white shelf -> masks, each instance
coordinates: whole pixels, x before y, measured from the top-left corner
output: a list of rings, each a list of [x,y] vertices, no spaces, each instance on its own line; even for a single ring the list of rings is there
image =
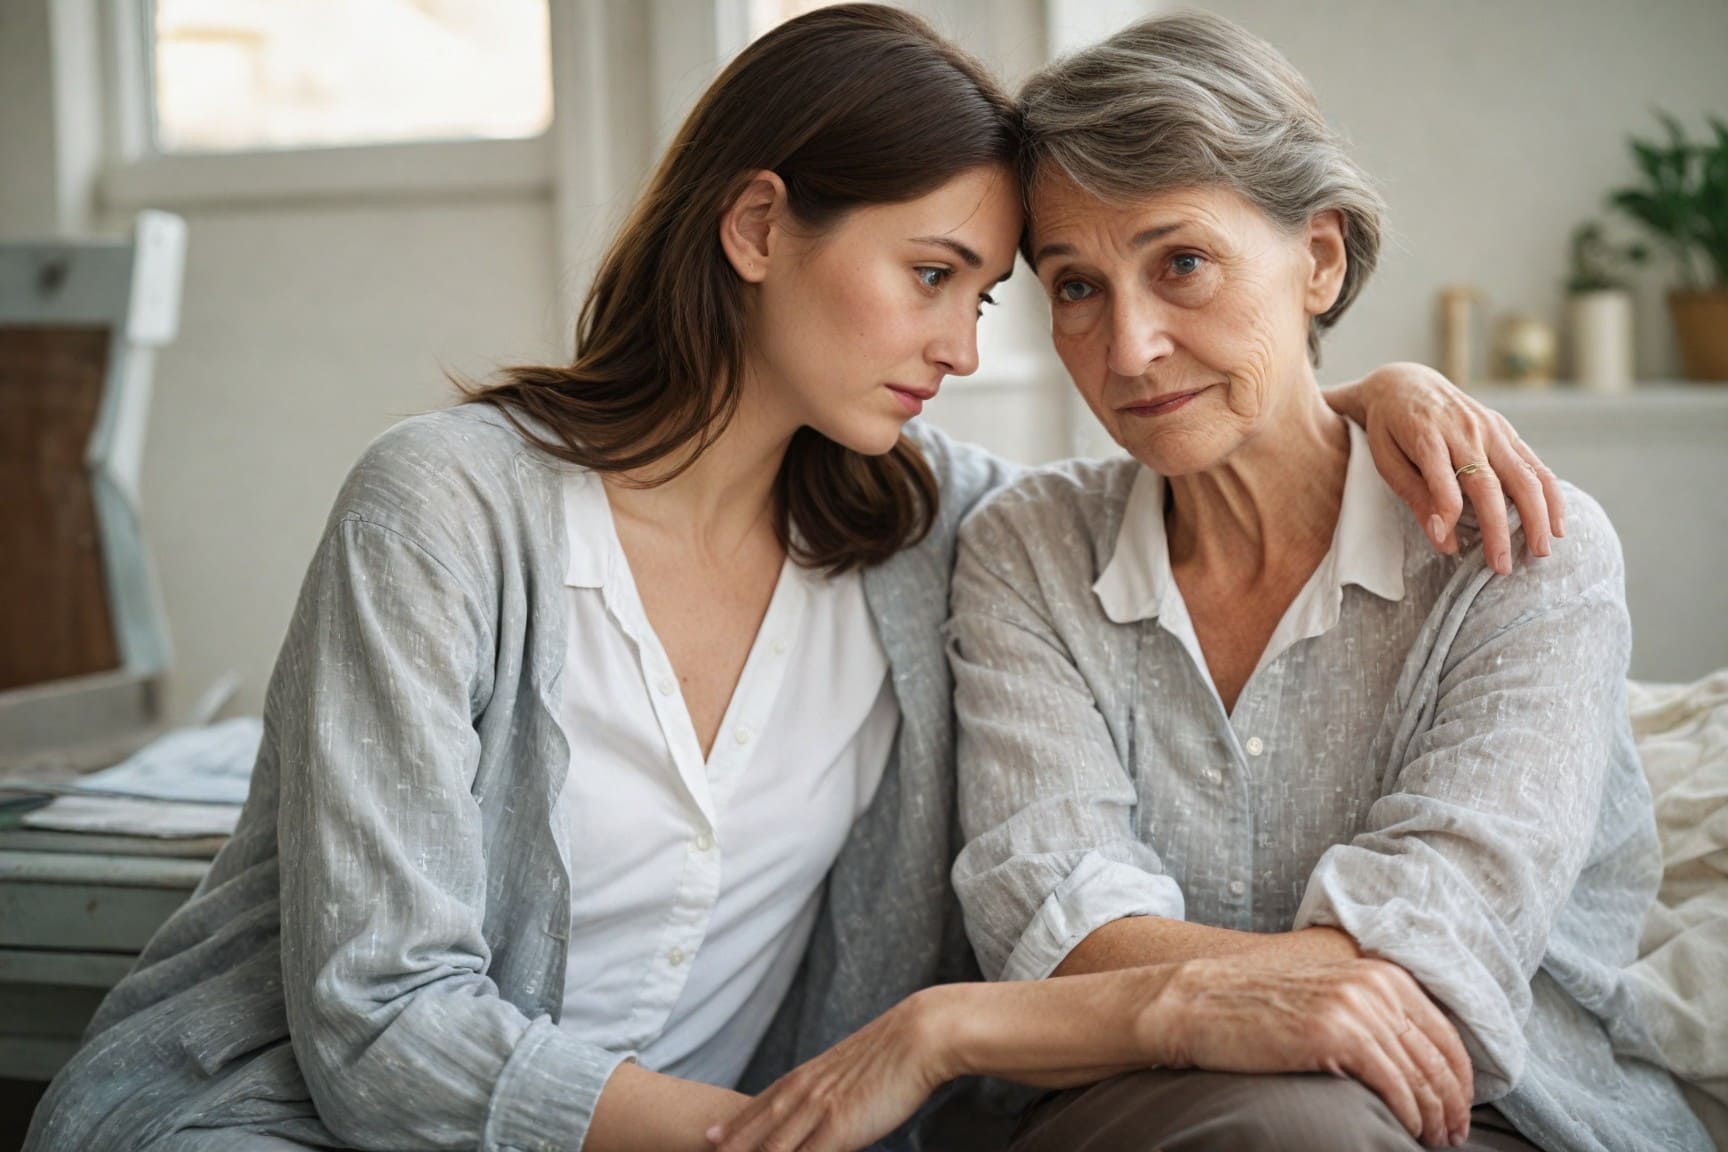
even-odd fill
[[[1586,392],[1558,385],[1477,388],[1470,395],[1519,425],[1527,439],[1532,431],[1600,429],[1607,422],[1638,435],[1660,430],[1728,437],[1728,384],[1662,381],[1639,384],[1630,392]]]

* _EXERCISE BRIEF_
Exclude every picture, then return precisely the lines that run from the line containing "output: a list" through the end of the entries above.

* _REPLY_
output: a list of rings, each a list of [x,y] vertices, no spaces, each instance on its own line; even for a single ring the list of rings is there
image =
even-odd fill
[[[1586,392],[1558,385],[1477,388],[1470,395],[1519,425],[1527,439],[1532,431],[1600,429],[1607,422],[1638,435],[1660,430],[1728,437],[1728,384],[1662,381],[1639,384],[1630,392]]]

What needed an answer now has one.